[TRECHO SELECIONADO]

Fernando: Infelizmente as condutas de nosso Presidente, menosprezando a gravidade da pandemia, vêm contribuindo para que o povo se sinta legitimado a fazer o mesmo, desrespeitando as medidas de prevenção, o que gera um alastramento no pico de contaminação que vem crescendo e crescendo.

Pablo: Realmente a reflexão é bastante coerente com relação ao descaso governamental em que temos vivido. Sou totalmente desesperançoso quanto às medidas desse governo, sinto que a cada dia nos afundamos num buraco mais difícil de sair. Muitas medidas negligentes e a população pagando caro por isso.

Rodrigo: O desgoverno do presidente é marcado principalmente pelo pensamento negacionista, com fortes bases na religião, suas decisões vão em contramão ao que a ciência comprova como o certo para minimizar a transmissão do vírus, tratando a Covid-19 como uma gripe comum, promoveu e promove aglomerações, e isso é só um reflexo da grande parte da população brasileira.

- Neste cenário negro têm sentido apoio dos vossos colegas das bandas e da cultura ou nem por isso?
João: Aqui na nossa cidade e na nossa região tem rolado um apoio bem massa por parte dos artistas e bandas, todos se apoiando da forma como podem, seja compartilhando as obras uns dos outros, ajudando em vaquinhas coletivas ou fazendo eventos online. E também rolaram alguns editais públicos para ajudar os artistas a arrecadarem um pouco de grana e dar uma leve aliviada no lado financeiro.

Fernando: Tem ocorrido bastante apoio entre os artistas na divulgação de trabalhos lançados e lives. Inclusive, recentemente houve uma mobilização para arrecadação de fundos para uma casa de show de São José dos Campos/SP (lar da Personas). Por isso, acredito que sim, há um apoio entre os artistas.

[/TRECHO SELECIONADO]

QUESTÃO 1 → Copie o trecho da entrevista que vai de "João: Aqui na" até "no lado financeiro.", inclusive, substituindo "vaquinhas" por "campanhas de arrecadação".
QUESTÃO 2 →
Indique se cada afirmação concorda com a entrevista, respondendo sim ou não e citando as palavras do texto que decidem a questão.
(a) Segundo Fernando, houve uma mobilização para arrecadar fundos para uma casa de show de São José dos Campos/SP.
(b) Pablo se declara esperançoso quanto às medidas do governo.
(c) De acordo com João, não houve editais públicos para ajudar os artistas.
QUESTÃO 3 → Na entrevista, segundo Rodrigo, como o presidente trata a Covid-19?
As linhas de dados apresentadas a seguir provêm de outra fonte, sem relação com a entrevista.

[DADOS DE ORIGEM]

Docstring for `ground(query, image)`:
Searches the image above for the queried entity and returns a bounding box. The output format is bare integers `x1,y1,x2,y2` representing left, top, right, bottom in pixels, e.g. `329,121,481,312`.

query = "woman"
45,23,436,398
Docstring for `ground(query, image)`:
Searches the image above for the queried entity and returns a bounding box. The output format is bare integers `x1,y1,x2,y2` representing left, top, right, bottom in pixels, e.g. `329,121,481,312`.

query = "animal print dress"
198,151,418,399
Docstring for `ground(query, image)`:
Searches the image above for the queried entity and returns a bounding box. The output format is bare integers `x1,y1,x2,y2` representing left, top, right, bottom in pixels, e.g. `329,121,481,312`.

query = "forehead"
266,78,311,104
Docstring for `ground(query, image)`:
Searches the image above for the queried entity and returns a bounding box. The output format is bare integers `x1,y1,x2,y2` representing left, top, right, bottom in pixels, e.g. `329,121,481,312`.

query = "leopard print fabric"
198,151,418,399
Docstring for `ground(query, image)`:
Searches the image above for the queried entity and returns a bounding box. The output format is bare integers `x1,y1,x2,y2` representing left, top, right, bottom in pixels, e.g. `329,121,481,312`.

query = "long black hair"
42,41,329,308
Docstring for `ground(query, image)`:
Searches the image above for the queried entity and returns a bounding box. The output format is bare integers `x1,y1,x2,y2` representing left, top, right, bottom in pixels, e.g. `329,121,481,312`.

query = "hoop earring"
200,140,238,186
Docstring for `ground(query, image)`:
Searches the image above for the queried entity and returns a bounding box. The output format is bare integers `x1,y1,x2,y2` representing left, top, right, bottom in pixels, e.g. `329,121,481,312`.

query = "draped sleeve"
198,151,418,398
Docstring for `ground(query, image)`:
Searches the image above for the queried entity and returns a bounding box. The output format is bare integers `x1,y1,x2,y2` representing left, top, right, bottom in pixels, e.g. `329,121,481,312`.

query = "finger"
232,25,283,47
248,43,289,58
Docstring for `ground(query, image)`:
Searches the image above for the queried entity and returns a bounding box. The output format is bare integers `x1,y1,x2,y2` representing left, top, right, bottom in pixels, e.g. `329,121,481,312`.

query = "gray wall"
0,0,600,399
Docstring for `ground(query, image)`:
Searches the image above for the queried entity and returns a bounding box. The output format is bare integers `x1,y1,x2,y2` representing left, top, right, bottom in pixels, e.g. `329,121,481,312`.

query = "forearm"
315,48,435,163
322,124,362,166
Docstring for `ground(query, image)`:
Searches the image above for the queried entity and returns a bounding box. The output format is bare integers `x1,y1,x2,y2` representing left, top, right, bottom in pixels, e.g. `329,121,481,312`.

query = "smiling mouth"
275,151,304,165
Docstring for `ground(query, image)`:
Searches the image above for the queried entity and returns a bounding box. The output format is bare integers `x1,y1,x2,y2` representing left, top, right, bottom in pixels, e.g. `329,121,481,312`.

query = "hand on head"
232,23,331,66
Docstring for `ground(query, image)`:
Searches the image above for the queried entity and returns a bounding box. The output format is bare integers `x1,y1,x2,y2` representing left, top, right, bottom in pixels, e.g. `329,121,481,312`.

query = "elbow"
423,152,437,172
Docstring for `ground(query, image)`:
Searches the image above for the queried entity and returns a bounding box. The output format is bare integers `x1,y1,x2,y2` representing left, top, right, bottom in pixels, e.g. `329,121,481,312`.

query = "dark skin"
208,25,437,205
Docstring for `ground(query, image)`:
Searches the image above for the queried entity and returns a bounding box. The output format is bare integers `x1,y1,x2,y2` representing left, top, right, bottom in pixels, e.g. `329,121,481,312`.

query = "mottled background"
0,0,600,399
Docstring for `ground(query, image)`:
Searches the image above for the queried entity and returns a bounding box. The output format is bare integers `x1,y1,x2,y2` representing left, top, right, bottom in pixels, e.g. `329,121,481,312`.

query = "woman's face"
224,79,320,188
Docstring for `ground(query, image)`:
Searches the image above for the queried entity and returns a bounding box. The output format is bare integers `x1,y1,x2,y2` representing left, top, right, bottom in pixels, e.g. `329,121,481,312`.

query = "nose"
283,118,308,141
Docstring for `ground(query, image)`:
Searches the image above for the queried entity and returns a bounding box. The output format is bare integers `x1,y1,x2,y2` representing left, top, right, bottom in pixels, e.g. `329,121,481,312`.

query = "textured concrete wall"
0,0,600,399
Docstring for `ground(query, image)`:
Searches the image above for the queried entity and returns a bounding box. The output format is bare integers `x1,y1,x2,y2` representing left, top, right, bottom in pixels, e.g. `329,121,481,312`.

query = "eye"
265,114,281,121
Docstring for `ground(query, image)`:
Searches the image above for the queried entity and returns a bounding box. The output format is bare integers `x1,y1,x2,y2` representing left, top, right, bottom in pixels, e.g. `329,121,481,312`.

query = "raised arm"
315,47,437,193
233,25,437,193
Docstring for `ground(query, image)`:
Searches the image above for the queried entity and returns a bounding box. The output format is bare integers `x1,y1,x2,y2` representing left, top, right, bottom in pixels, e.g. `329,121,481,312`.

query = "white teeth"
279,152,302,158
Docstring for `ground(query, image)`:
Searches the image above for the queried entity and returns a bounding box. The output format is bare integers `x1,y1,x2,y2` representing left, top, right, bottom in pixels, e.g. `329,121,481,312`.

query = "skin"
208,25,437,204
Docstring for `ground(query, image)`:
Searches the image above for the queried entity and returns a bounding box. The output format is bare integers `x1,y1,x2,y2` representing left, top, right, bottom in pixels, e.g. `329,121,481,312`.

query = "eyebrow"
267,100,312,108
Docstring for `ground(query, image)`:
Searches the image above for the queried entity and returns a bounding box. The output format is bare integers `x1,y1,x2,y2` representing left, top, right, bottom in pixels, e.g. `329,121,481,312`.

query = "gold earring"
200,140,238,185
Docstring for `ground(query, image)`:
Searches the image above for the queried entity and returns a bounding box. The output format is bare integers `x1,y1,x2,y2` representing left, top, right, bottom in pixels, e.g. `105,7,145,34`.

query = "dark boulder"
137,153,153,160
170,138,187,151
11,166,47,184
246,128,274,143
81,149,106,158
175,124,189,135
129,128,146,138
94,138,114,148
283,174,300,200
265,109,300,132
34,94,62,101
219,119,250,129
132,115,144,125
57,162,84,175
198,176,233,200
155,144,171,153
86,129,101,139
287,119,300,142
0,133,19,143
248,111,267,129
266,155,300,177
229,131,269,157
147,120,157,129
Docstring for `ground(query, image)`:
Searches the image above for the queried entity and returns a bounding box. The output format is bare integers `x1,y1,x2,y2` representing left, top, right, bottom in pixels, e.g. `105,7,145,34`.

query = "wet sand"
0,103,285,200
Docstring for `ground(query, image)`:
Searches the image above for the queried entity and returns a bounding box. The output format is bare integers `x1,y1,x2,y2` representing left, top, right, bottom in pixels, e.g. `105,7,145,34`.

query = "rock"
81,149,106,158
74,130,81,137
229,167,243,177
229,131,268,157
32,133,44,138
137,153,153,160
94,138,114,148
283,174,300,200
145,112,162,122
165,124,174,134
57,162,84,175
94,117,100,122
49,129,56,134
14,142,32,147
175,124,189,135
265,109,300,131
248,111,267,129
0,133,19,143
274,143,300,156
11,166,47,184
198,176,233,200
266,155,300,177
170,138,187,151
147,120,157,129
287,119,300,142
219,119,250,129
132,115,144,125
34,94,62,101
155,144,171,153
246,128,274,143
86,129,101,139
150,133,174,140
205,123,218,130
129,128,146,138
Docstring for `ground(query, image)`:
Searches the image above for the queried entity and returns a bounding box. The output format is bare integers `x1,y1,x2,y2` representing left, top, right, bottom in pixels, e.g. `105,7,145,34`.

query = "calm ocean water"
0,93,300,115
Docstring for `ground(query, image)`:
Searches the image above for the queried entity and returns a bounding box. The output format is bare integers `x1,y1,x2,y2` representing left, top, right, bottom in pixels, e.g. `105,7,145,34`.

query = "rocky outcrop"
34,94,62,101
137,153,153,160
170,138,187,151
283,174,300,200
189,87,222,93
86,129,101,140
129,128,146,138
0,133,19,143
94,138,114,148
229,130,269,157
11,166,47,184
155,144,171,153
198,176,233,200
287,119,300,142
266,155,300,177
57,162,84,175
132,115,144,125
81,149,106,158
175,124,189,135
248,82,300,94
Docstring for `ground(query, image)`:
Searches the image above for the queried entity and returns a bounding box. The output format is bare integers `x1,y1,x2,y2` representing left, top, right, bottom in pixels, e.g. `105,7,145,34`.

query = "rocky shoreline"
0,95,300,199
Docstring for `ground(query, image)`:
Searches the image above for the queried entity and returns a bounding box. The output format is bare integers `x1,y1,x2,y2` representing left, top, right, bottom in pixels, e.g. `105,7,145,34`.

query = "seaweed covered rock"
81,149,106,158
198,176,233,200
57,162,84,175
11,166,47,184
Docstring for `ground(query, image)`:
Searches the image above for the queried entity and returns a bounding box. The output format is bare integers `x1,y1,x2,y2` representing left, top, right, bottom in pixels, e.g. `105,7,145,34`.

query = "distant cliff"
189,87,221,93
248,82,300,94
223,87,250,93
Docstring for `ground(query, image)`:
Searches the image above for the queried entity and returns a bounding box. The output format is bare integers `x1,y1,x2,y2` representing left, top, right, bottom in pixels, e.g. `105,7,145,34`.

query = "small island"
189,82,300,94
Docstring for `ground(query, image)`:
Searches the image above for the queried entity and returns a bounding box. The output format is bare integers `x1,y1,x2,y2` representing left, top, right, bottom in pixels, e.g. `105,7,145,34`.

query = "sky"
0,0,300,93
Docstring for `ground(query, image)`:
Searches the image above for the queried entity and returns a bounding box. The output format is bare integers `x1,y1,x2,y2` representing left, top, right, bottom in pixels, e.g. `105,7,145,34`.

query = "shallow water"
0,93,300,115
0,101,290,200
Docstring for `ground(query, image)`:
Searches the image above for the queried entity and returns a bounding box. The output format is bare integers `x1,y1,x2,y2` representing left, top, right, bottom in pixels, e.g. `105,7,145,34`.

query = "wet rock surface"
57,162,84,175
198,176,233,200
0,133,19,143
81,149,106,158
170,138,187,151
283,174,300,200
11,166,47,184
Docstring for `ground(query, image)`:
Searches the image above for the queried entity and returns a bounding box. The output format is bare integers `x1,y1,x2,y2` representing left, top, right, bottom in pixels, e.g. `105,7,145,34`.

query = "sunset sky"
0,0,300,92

[/DADOS DE ORIGEM]

ESPAÇO PARA RESPOSTA 1 →
João: Aqui na nossa cidade e na nossa região tem rolado um apoio bem massa por parte dos artistas e bandas, todos se apoiando da forma como podem, seja compartilhando as obras uns dos outros, ajudando em campanhas de arrecadação coletivas ou fazendo eventos online. E também rolaram alguns editais públicos para ajudar os artistas a arrecadarem um pouco de grana e dar uma leve aliviada no lado financeiro.

ESPAÇO PARA RESPOSTA 2 →
(a) Sim: "recentemente houve uma mobilização para arrecadação de fundos para uma casa de show de São José dos Campos/SP".
(b) Não: "Sou totalmente desesperançoso quanto às medidas desse governo".
(c) Não: "E também rolaram alguns editais públicos para ajudar os artistas a arrecadarem um pouco de grana".

ESPAÇO PARA RESPOSTA 3 → Como uma gripe comum.